**Data:**
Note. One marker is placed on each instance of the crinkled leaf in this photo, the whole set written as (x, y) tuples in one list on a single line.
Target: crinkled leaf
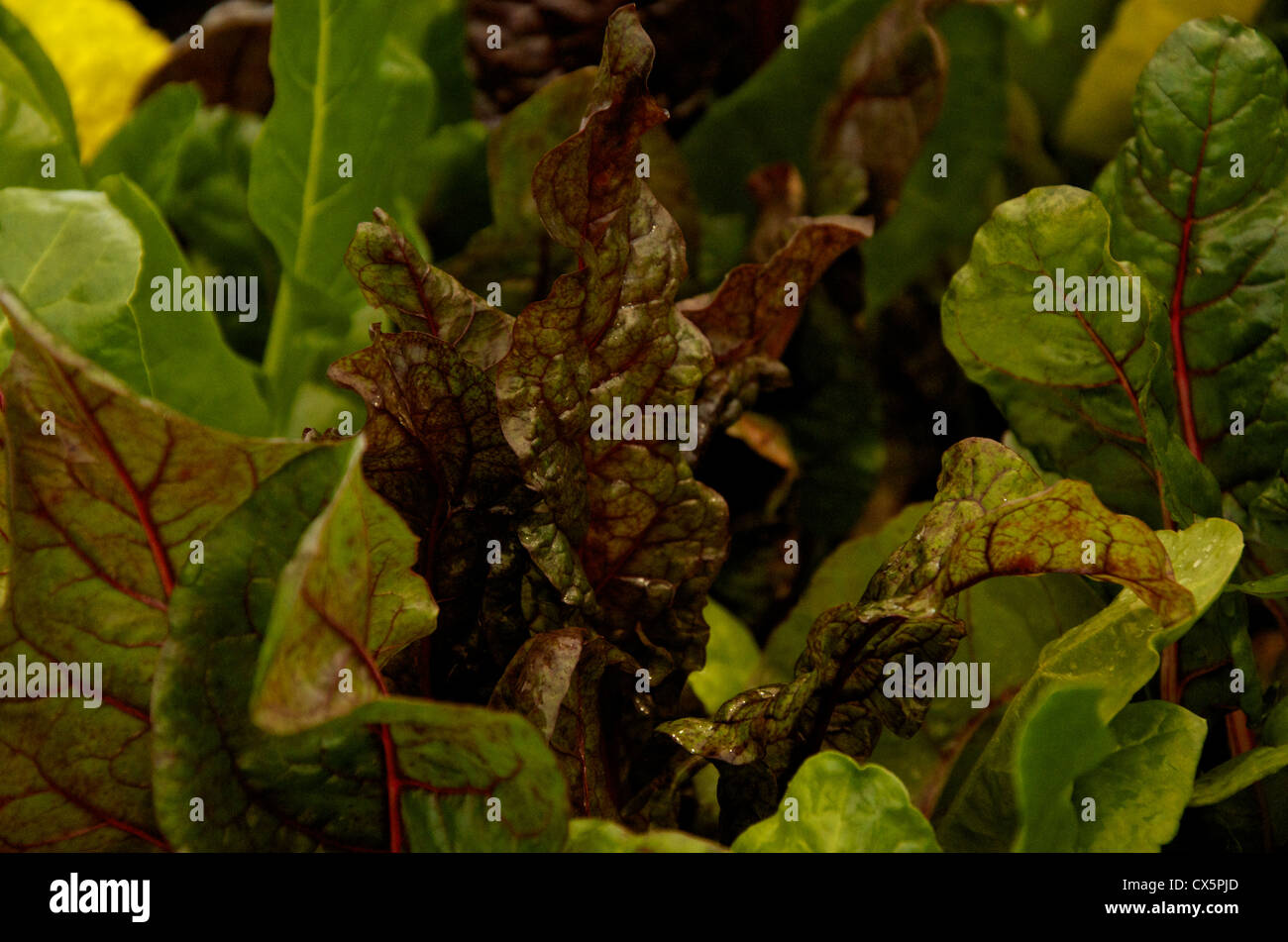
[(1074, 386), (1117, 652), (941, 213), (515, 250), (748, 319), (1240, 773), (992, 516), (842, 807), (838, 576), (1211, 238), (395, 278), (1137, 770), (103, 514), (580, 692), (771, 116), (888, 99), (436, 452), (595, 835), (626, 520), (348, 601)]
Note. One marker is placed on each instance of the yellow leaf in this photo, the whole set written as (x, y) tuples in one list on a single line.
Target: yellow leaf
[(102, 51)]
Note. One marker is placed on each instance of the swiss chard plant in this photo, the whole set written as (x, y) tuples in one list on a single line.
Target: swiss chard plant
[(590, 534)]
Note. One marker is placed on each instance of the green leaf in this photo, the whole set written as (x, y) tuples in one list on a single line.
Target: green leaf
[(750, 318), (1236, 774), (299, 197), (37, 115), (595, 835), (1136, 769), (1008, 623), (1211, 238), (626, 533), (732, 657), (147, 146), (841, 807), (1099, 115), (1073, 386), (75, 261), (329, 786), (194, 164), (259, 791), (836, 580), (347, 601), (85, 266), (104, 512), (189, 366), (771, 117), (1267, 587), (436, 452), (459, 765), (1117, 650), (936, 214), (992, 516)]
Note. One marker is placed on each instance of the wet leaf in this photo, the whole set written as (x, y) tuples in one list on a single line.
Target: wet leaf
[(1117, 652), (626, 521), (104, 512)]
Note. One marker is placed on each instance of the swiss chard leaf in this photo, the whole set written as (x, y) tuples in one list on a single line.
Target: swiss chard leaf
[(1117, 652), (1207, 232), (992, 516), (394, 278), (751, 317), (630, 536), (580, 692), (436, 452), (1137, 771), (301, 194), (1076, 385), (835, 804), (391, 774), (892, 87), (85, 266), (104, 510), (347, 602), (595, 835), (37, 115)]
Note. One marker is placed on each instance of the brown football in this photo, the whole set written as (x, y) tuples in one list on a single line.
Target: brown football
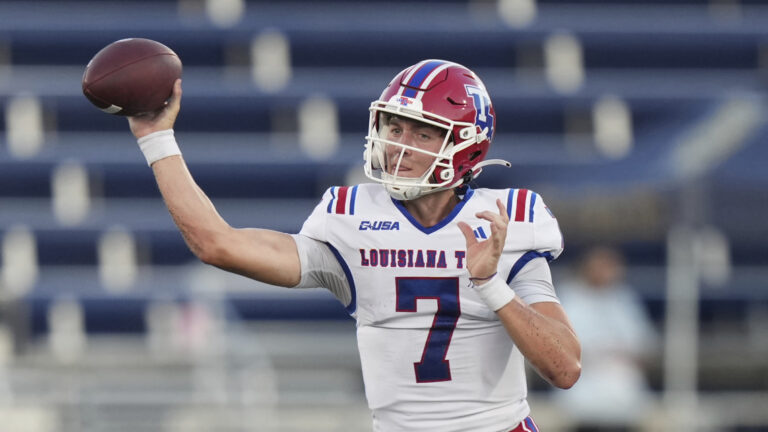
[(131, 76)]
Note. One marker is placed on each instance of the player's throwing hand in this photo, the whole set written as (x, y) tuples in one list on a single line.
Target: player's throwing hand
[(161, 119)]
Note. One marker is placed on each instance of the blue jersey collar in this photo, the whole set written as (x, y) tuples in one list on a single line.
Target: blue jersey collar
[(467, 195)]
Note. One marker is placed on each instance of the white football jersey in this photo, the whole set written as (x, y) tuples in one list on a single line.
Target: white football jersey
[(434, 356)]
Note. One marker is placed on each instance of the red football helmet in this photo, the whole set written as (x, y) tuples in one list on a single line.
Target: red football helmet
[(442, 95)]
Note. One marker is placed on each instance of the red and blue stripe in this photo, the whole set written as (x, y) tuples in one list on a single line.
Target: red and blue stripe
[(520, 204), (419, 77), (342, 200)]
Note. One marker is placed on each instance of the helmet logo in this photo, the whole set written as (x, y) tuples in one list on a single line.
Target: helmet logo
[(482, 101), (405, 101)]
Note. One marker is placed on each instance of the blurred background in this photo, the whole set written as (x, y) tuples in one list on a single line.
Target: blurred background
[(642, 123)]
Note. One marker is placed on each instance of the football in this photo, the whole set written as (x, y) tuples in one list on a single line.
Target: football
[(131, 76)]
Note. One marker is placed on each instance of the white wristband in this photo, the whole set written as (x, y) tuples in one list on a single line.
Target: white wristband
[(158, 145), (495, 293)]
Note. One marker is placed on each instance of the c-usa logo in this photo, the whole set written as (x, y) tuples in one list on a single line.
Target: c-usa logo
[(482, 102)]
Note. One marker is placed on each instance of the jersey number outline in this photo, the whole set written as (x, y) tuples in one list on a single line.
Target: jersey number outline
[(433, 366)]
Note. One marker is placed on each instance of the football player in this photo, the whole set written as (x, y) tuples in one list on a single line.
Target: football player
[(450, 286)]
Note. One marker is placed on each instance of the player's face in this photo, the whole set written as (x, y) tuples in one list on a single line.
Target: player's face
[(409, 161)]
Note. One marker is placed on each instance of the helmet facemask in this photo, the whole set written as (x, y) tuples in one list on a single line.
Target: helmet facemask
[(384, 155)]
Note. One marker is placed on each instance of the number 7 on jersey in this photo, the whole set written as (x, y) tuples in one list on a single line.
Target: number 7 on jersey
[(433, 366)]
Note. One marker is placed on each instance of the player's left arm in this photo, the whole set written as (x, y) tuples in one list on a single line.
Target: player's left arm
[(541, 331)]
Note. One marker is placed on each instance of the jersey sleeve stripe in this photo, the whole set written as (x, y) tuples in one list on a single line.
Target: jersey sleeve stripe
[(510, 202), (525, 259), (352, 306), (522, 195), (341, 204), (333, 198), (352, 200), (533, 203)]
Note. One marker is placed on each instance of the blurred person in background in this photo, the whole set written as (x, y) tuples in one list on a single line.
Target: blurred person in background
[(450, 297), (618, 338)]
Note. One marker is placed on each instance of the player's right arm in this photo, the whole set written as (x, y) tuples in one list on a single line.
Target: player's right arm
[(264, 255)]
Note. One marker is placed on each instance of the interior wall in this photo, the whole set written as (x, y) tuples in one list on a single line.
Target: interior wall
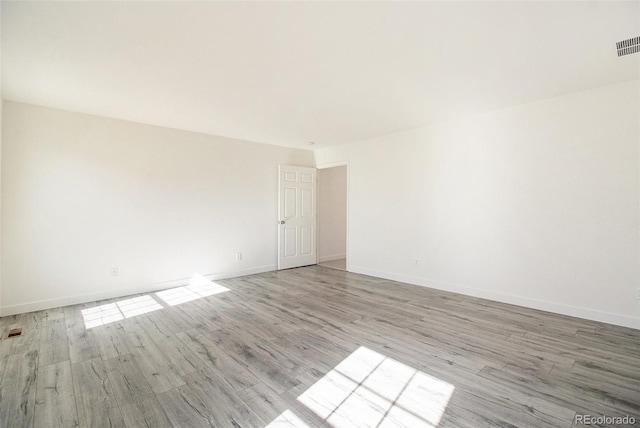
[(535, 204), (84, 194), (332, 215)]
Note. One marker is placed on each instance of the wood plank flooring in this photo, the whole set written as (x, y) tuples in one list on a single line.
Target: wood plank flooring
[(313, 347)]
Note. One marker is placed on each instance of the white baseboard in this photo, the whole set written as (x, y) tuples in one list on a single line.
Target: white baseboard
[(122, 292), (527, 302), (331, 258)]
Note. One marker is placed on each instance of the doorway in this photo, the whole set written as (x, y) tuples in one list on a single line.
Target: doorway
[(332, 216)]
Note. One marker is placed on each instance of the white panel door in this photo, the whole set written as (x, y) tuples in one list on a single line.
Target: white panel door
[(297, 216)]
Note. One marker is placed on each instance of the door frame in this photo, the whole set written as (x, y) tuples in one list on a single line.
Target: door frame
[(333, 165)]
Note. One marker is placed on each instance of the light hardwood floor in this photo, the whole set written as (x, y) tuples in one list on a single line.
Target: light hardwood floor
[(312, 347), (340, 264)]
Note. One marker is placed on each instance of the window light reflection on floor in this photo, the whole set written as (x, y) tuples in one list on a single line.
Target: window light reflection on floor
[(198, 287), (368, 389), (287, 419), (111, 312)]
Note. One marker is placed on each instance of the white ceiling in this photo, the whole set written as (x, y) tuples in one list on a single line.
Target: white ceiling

**Goal:** Rewrite the lines of the listing starting at the line that contains "the jersey number" and ending at the line that contains "[(264, 255)]", both included, as a JSON list of strings with one string per line and blank lines omitted.

**Exercise solution:**
[
  "Note. One marker is placed on each instance of the jersey number outline in this photo, the whole set written as (x, y) tuples in one list on a single line.",
  "Target: jersey number outline",
  "[(433, 366)]",
  "Note. One marker is placed on each instance of the football player in this photo, the whole set written as (x, y) tuples in one list on a single line.",
  "Target: football player",
  "[(450, 286)]",
  "Note. One marker is placed on each instance of the player's face in this photo, the whole set written as (x, y) tuples in one list on a single line.",
  "Target: player's face",
  "[(409, 161)]",
  "Note. One marker is placed on each instance of the helmet facemask in this photo, the whole set written as (x, y) tuples in one list on a single line.",
  "Target: helmet facemask",
  "[(384, 155)]",
  "Note. One marker is placed on each instance of the number 7 on jersey in this photo, the whole set written as (x, y) tuples in one list on a single line.",
  "Target: number 7 on jersey",
  "[(433, 366)]",
  "Note. One marker is placed on each instance of the player's left arm in this photo, the whole set written as (x, y) tuples in one list on a single line.",
  "Target: player's left arm",
  "[(541, 331)]",
  "Note. One marker is placed on each instance of the jersey sleeve stripe in this photo, the whole set written as (x, y) tuples in one list on a single line.",
  "Target: jersey sleeve stripe",
  "[(510, 202), (525, 259), (352, 306), (522, 195), (341, 204), (333, 198), (352, 200), (533, 203)]",
  "Note. One marker is placed on each instance of the blurred person in background in this photo, the whole set written as (x, y) tuples in one list on a single line.",
  "Target: blurred person in background",
  "[(450, 297), (618, 338)]",
  "Note. One marker is placed on each instance of the player's right arm in this photo, the whole set written as (x, y) tuples in one list on a single line.",
  "Target: player's right arm",
  "[(264, 255)]"
]